_Exercise objective_
Locate, in the data below, the line that contains "x=317, y=227" and the line that contains "Target: stone paver walkway"; reproduce exactly those two lines and every line between them, nothing more.

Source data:
****************************************
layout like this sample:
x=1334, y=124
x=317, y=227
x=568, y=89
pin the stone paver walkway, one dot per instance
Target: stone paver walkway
****************************************
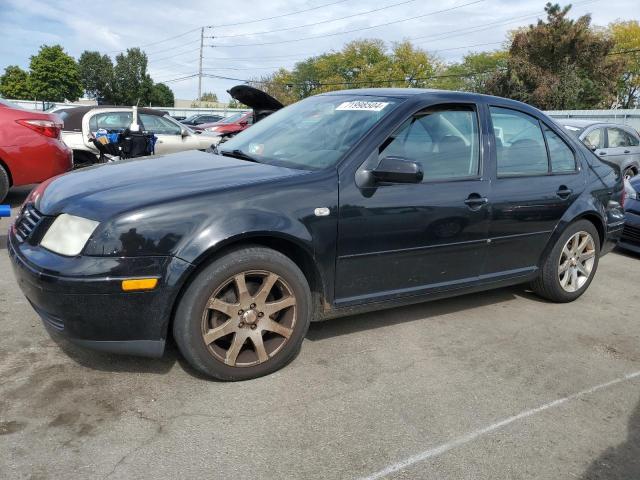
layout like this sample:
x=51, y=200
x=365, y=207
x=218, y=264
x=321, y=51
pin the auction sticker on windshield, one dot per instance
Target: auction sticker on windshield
****************************************
_Result_
x=317, y=227
x=568, y=89
pin the stone paver walkway, one dot per instance
Target: stone paver walkway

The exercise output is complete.